_WHAT YOU SHOULD DO:_
Gather every line of the entries below that contains the string "query", and copy each one out. Treat the match as case-sensitive.

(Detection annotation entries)
◆ ◆ ◆ ◆
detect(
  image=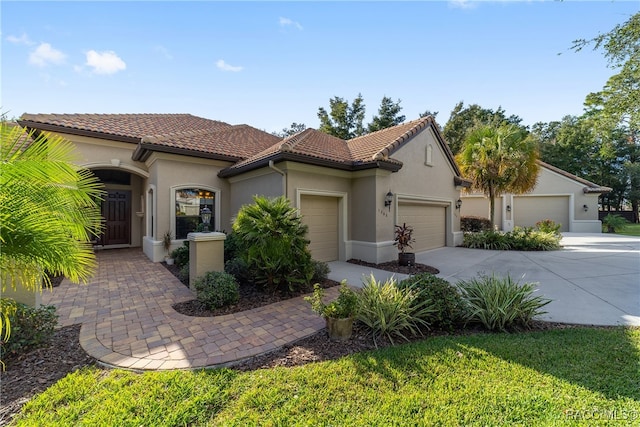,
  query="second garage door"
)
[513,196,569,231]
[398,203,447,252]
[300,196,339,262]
◆ ◆ ◆ ◆
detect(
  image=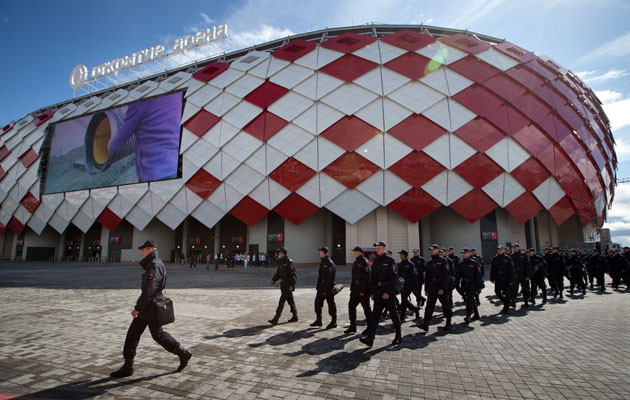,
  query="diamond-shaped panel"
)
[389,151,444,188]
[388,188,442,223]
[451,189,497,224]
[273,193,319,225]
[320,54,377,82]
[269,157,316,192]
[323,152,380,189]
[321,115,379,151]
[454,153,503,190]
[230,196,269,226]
◆ ◆ ◆ ◆
_THE RESULT:_
  query="second garage door"
  query="diamond-shaped panel"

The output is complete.